Problem requirements:
Go through the entries below and write each one out exactly.

Records shown:
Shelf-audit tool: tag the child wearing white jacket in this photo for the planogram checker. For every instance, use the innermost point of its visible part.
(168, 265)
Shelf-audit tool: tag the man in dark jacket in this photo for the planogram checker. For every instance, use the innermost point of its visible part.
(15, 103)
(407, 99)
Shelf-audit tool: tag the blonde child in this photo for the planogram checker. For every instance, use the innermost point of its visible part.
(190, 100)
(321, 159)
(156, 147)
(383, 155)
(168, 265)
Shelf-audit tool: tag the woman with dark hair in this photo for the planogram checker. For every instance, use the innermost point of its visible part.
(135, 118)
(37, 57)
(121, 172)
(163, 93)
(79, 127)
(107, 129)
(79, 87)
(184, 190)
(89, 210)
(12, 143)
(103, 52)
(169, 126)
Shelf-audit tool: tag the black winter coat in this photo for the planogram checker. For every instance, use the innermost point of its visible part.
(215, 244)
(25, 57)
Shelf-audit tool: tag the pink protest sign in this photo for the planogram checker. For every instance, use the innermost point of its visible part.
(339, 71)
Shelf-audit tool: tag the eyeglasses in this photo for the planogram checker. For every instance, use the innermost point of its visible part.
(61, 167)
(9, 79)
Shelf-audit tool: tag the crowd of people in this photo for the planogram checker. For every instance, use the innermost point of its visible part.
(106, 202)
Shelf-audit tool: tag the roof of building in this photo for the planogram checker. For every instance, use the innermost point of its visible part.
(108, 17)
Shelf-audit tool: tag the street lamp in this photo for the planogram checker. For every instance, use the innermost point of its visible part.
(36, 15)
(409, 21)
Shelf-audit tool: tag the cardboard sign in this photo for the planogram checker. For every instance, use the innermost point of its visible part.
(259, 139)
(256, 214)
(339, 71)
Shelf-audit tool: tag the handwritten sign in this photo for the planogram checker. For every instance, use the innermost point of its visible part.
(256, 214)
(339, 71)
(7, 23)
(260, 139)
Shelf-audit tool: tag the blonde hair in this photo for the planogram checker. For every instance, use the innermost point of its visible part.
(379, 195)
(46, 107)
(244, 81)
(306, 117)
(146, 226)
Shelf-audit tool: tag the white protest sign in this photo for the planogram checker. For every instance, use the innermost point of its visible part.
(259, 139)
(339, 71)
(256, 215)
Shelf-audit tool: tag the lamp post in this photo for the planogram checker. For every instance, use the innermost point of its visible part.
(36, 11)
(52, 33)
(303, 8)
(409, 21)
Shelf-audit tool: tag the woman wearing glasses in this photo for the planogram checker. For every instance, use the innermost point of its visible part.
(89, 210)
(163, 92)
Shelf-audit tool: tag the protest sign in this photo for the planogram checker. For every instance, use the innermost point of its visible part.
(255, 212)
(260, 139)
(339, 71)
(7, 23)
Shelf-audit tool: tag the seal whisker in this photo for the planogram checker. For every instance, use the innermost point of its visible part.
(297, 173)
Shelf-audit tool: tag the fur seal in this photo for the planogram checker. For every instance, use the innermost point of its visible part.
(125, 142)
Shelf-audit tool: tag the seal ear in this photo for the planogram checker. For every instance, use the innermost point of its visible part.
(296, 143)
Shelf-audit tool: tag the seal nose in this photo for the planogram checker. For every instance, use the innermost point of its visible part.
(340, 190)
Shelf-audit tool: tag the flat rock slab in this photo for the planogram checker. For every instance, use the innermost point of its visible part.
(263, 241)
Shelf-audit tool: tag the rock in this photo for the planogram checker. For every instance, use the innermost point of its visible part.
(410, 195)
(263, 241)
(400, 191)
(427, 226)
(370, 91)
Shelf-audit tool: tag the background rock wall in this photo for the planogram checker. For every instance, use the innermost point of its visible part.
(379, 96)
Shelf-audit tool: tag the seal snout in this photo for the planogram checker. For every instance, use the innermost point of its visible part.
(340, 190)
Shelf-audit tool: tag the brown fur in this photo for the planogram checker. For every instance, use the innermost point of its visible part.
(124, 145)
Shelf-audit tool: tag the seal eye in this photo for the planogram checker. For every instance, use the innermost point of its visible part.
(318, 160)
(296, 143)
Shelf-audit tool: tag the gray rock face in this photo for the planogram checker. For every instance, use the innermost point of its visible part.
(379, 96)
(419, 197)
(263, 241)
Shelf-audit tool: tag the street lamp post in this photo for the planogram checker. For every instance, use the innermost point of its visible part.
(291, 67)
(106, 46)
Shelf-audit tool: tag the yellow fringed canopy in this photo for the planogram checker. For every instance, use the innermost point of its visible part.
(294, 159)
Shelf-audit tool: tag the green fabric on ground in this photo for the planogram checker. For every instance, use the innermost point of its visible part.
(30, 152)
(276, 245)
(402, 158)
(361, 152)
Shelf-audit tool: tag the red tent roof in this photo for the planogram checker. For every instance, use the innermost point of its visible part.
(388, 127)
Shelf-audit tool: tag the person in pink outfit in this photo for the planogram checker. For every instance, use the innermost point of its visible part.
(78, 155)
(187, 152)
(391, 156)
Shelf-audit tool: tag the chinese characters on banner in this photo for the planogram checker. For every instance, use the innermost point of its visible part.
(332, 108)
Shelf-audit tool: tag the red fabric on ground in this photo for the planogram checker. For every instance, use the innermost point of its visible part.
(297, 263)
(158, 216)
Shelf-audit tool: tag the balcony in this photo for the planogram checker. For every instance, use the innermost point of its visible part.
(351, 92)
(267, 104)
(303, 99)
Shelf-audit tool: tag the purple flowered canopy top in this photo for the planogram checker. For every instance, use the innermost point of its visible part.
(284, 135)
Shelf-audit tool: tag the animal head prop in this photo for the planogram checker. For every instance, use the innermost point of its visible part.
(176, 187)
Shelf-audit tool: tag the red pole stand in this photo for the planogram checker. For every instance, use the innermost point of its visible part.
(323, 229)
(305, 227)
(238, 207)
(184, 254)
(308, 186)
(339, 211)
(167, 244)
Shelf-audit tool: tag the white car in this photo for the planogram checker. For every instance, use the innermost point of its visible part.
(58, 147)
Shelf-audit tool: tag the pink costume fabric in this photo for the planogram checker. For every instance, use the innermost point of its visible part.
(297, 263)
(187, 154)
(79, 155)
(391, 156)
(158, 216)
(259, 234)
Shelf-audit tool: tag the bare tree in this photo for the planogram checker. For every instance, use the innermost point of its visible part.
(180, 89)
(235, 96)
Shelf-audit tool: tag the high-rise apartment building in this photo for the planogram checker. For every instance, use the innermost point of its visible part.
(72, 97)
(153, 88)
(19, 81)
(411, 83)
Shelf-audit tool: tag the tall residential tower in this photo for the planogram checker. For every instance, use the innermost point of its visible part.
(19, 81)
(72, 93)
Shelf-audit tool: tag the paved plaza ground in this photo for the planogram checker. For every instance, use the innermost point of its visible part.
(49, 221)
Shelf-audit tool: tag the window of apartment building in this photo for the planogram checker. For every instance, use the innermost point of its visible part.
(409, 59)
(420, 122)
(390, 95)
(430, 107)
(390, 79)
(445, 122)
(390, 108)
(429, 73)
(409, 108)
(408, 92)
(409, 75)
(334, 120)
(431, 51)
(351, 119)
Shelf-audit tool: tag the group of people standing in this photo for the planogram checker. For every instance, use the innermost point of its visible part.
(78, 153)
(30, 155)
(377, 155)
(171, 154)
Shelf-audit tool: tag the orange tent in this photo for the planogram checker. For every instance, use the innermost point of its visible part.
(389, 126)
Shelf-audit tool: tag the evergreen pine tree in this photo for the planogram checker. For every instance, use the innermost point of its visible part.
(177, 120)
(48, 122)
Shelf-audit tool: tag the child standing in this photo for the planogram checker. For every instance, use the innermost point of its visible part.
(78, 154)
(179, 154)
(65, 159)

Problem solution:
Shelf-audit tool: tag the child wearing white jacket in this photo for the planogram checker. For every instance, use the innermost point of its visible part.
(168, 265)
Shelf-audit tool: tag the man in dark jacket in this photo for the planogram checker. For every instance, use the innermost point of its visible part.
(15, 103)
(407, 99)
Shelf-audit tool: tag the blonde child in this photo for the planogram checker. For every instance, use the innermost point of its visible part.
(190, 100)
(321, 159)
(156, 147)
(383, 155)
(168, 265)
Shelf-audit tool: tag the woman with dark hair in this photo for the planogram checker. For every instance, use the innermost point of its visible part.
(135, 118)
(37, 57)
(121, 172)
(163, 93)
(79, 127)
(107, 129)
(79, 87)
(184, 190)
(89, 210)
(12, 143)
(103, 52)
(169, 126)
Shelf-audit tool: tag the black winter coat in this photo for the planogram checker. For every instance, use the innermost point of its visible part.
(215, 244)
(25, 57)
Shelf-audit tool: tag the pink protest sign in this photo for the planogram checker. For every instance, use the innermost point of its visible part.
(339, 71)
Shelf-audit tool: tag the eyeglasses in this photo for the planogram checker. For every instance, use the innermost point of its visible part.
(61, 167)
(9, 79)
Shelf-audit tool: tag the crowd of people in this photo for the planogram checker. For every instance, use the innermost point of its visible part.
(106, 202)
Shelf-audit tool: tag the roof of building in this photo for the planogram checker. For every instance, use the innermost point of its visible part.
(108, 17)
Shelf-audit tool: tag the street lamp in this photo for the planogram checker. For every instance, use the innermost point of its visible part.
(36, 15)
(409, 21)
Shelf-audit tool: tag the cardboard sign in this photo for the planogram checker. For every instance, use the innermost point of its visible part.
(259, 139)
(256, 214)
(339, 71)
Shelf-audit tool: tag the handwritten sign in this photo for the planogram checker. For every instance, use the innermost point of its visible part.
(256, 214)
(339, 71)
(7, 23)
(260, 139)
Shelf-audit tool: tag the blonde hair in this photo for the planogram checker. For every instance, use the innermost point of its visible part.
(379, 195)
(46, 107)
(244, 81)
(306, 117)
(146, 226)
Shelf-audit tool: tag the white protest sign in this photo for the planogram checker. For every instance, use the innermost point of its visible part.
(259, 139)
(339, 71)
(256, 215)
Shelf-audit tool: tag the lamp post in this photo for the planogram checker. For every instance, use the innermost point of its visible part.
(36, 11)
(52, 33)
(303, 8)
(409, 21)
Shelf-audit tool: tag the woman wearing glasses in this photo for the planogram checker. For every instance, use the innermost point of its visible part.
(89, 210)
(163, 92)
Shelf-audit tool: tag the protest sign in this photo for the planogram checker. For every instance, use the innermost point of its visible part.
(255, 212)
(260, 139)
(339, 71)
(7, 23)
Shelf-audit tool: tag the seal whisker in this photo for the planogram checker. For every instance, use the innermost point of its visible part.
(297, 173)
Shelf-audit tool: tag the fur seal in this photo for the planogram checker. For every instance, use the innermost point of its visible part.
(125, 142)
Shelf-audit tool: tag the seal ear in this photo for the planogram checker. For every instance, use the innermost point of its visible part.
(296, 143)
Shelf-audit tool: tag the seal nose in this photo for the planogram checker. For every instance, use the innermost point of its visible part.
(340, 190)
Shelf-audit tool: tag the flat rock slab in this photo for the planogram checker. For every instance, use the innermost point of its visible part.
(263, 241)
Shelf-audit tool: tag the rock in this photo for the planogram checker. For every instance, use the innermost point of its visible part.
(410, 195)
(263, 241)
(400, 191)
(427, 226)
(370, 91)
Shelf-audit tool: tag the background rock wall in this photo for the planogram checker. For every instance, use the innermost point of its visible part.
(379, 96)
Shelf-audit tool: tag the seal snout in this photo for the planogram checker. For every instance, use the innermost point of its visible part.
(340, 190)
Shelf-audit tool: tag the brown fur in this photo for the planogram checker. For every instance, use the innermost point of its visible part.
(124, 145)
Shelf-audit tool: tag the seal eye in this photo for the planogram checker. For every instance, use the innermost point of its visible part.
(318, 160)
(296, 143)
Shelf-audit tool: tag the gray rock face in this photo for the planogram checker. For every instance, use the innermost point of its visible part.
(379, 96)
(419, 197)
(263, 241)
Shelf-audit tool: tag the street lamp post in this photo for the planogram checker. For every instance, use the innermost point of its visible part.
(291, 67)
(106, 46)
Shelf-audit tool: tag the yellow fringed canopy in this photo for the planogram checker. For every instance, use the innermost point of its visible part.
(294, 159)
Shelf-audit tool: tag the green fabric on ground in this photo for the planogram checker. For every instance, use the innermost point of its visible part.
(30, 152)
(276, 245)
(402, 158)
(361, 152)
Shelf-audit tool: tag the red tent roof in this photo for the planogram checker. For every instance, use the innermost point of its visible part.
(388, 127)
Shelf-audit tool: tag the person in pink outfit in this photo for the planogram checker. For every instance, use the innermost point of its visible part.
(78, 155)
(187, 152)
(391, 156)
Shelf-audit tool: tag the chinese characters on banner in this photo for the planogram checker. For every instance, use the innermost point of its visible part.
(332, 108)
Shelf-audit tool: tag the red fabric on ground in this photo for the planogram checker. For every instance, use the innermost point of its visible part.
(297, 263)
(158, 216)
Shelf-audit tool: tag the balcony in this photo for the planogram checker. For every instance, use the innermost point of its visible part.
(351, 92)
(267, 104)
(303, 99)
Shelf-audit tool: tag the purple flowered canopy top in this photo for the planogram checker. For every instance, use the innermost point of its visible part.
(284, 135)
Shelf-audit tool: tag the animal head prop in this photo for the planogram checker. For every instance, use the innermost point of its visible part.
(176, 187)
Shelf-audit tool: tag the red pole stand in this photo for the planogram checker. For every instance, use the innermost point of its visible part.
(323, 229)
(305, 227)
(238, 207)
(184, 254)
(308, 186)
(339, 211)
(167, 244)
Shelf-audit tool: tag the white car in this photo for the planogram checker. For every instance, use the innermost point of its visible part.
(58, 147)
Shelf-audit tool: tag the pink costume fabric in this photo for the planogram checker. For every instance, use the innermost point of its visible part.
(297, 263)
(187, 154)
(79, 155)
(391, 156)
(158, 216)
(259, 234)
Shelf-audit tool: tag the bare tree in this photo for the planogram checker. For every instance, use the innermost point of its visible part.
(180, 89)
(235, 96)
Shelf-audit tool: tag the high-rise apartment building in this photo for the planogram checker. For every instance, use the innermost point of its visible part.
(72, 97)
(153, 88)
(19, 81)
(411, 83)
Shelf-audit tool: tag the tall residential tower in this photo for the planogram checker. For every instance, use the innermost point of its visible part.
(19, 81)
(72, 93)
Shelf-audit tool: tag the paved plaza ground in this photo for the planogram checker. For every instance, use the innermost point of its visible part.
(49, 221)
Shelf-audit tool: tag the window of apartment building in this photo for the planogram checker. For every instance, use the innermost point of its visible part.
(409, 59)
(420, 122)
(390, 95)
(430, 107)
(390, 79)
(445, 122)
(390, 108)
(429, 73)
(409, 108)
(408, 92)
(409, 75)
(334, 120)
(431, 51)
(351, 119)
Shelf-audit tool: tag the group of people standing in this photo for the planogram checker. For every instance, use the innermost point of its visible part.
(78, 153)
(30, 155)
(377, 155)
(171, 154)
Shelf-audit tool: tag the orange tent in this photo for the planogram checker. For every instance, use the innermost point of its visible part.
(389, 126)
Shelf-audit tool: tag the evergreen pine tree in this photo for the planogram checker. For every instance, use the innermost point of its visible part.
(177, 120)
(48, 122)
Shelf-audit tool: tag the child standing in this photo for the planogram checker. For every instance, use the innermost point of its visible part.
(78, 154)
(179, 154)
(65, 159)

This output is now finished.